Democratic media specialist Bill Carrick's analysis is very similar to Castellanos'. Carrick, who cut his political teeth in South Carolina, said:

"When your political persona and appeal are wrapped around the idea that you are not a typical politician, but an independent, above politics candidate, going negative can back-fire big time. John McCain's core message is he is a bipartisan leader who will bring the country together. As he becomes a more polarizing and partisan figure, the campaign is undermining his core message and persona."

Drew Westen of Emory University points to the way in which McCain's anti Obama ads could reflect back on McCain's integrity and character. Westen writes:

"See the ending to the latest McCain attack ads? 'John McCain: Country First.' I wonder who or what interests the other candidate could be putting first? Just like the ending to his first general election ad: 'John McCain: The American President Americans have been Waiting for.' Hmmm. What other kind of president could we have? Un-American? Anti-American? African-American?"

John Weaver, McCain's former top campaign strategist, was harshly critical in remarks he made to Marc Ambinder:

For McCain to win in such troubled times, he needs to begin telling the American people how he intends to lead us. That McCain exists. For McCain's sake, this tomfoolery needs to stop.

Thomas B. Edsall is the political editor of the Huffington Post.
 


Rick Archer's Parting Shot: I doubt I will never know the truth about John Kerry and the Swift Boats or John McCain and the Rove Political Machine, but I am sure the Perception that both men were caught flat-footed and unable to respond effectively will follow them for the rest of their lives.

I found this particular passage from the 'Anatomy of a Smear Campaign' fascinating:

Campaigns have various ways of dealing with smears. They can refute the lies, or they can ignore them and run the risk of the smear spreading. But "if you're responding, you're losing."  Rebutting tawdry attacks focuses public attention on them, and prevents the campaign from talking issues.

I don't know if I agree with that.  Here's what I think:

Be it a small arena or a large arena, if your Reputation is attacked and you don't speak up EFFECTIVELY in your own defense, you will get hammered in the court of public opinion. 

For example, back in 1992 Bill Clinton was accused of having an affair with Jennifer Flowers.  I remember Bill and Hillary appeared on 60 Minutes to refute the charges.  At the time, I didn't believe a word the man said.  But at least he had the guts to roll the dice.  Clinton aggressively stood up and spoke to a national TV audience and somehow was able to save his skin.

So don't tell me
'
If you're responding, your losing.  Rebutting tawdry attacks focuses public attention on them, and prevents the campaign from talking issues.  Maybe now we know why McCain lost - he took this guy's advice!

Clinton responded and won. Kerry and McCain did not respond and lost.

End of story.


Bill Clinton and Gennifer Flowers

Rick Archer's Note: In 1991, I watched my TV with dark amusement as Bill and Hillary Clinton went on "60 Minutes" and essentially tip-toed around the questions raised about Mr. Clinton's 'faithfulness' to his wife Hillary.  A woman named Gennifer Flowers had been screaming to anyone who would listen that Bill Clinton had cheated on his wife.

--- Dataset content ---
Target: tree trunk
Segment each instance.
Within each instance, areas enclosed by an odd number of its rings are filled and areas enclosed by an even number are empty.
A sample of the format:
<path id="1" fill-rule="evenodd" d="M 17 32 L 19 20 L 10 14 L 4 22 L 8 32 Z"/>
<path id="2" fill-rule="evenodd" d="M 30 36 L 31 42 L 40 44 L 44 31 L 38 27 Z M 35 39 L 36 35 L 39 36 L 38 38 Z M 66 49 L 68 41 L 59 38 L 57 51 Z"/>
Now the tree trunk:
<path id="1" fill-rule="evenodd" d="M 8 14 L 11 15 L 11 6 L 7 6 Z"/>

--- Set of tasks ---
1/ In the page on McCain's campaign and political smears, what role did John Weaver formerly hold?
2/ Write the next part of the page on McCain's campaign and political smears, picking up right after its final sentence.

--- The responses ---
1/ He was McCain's former top campaign strategist.

2/
As I watched Team Clinton on "60 Minutes", I was fairly certain I was watching a man and woman who would say anything to get elected.  I naively assumed the American Public would agree Mr. Clinton lacked the integrity to hold the office of President.  I was certainly wrong on that one.

In large part because Mrs. Clinton stood by him on the show and appeared to actually forgive him, the American Public decided to more or less look the other way.  This act of loyalty on Mrs. Clinton's part essentially paved the way for his eventual election to the Presidency.

As a result, we elected a man with dubious personal integrity to the highest office in our land.  For the next eight years, Mr. Clinton distinguished himself as both a gifted leader as well as a man with fatal flaws.  For all his success as world leader, economic genius, and civil rights leader, Mr. Clinton also gave us Paula Jones, Kathleen Willey, and of course Monica Lewinsky.  Down the road he even acknowledged his affair with Flowers and several other women as well (Elizabeth Ward Gracen, Sally Perdue, Dolly Kyle Browning).

If he had been able to keep his pants on, Mr. Clinton might have left office as one of our most celebrated leaders.  The Nineties were marked as a prosperous and largely peaceful era in American History.  This should have been Mr. Clinton's crowning legacy.  But instead we were treated to a never-ending line of women who either claimed to have sex with the man or denied having sex with the man.  We were treated to lies and non-stop hypocrisy.  As a result, Bill Clinton will go down in history as the man who should have been King, but wound up instead as perpetual fodder for late night humor and ridicule.

Still, you have to give Mr. and Mrs. Clinton credit.  By appearing on national TV and putting on a convincing act of marital bliss, they were able to defuse a Smear Campaign of the highest magnitude.  

Where John Kerry and John McClain failed to counterattack accusations that were likely to be lies, on the other hand Bill Clinton successfully quelled accusations that were true! 

Amazing.

But then McClain and Kerry didn't go on "60 Minutes" or any other national show, did they?  The Clintons rolled the dice and came up a winner.

The following article is an interesting summation of the famous Gennifer Flowers allegations that the Clintons were able to overcome on their road to the White House.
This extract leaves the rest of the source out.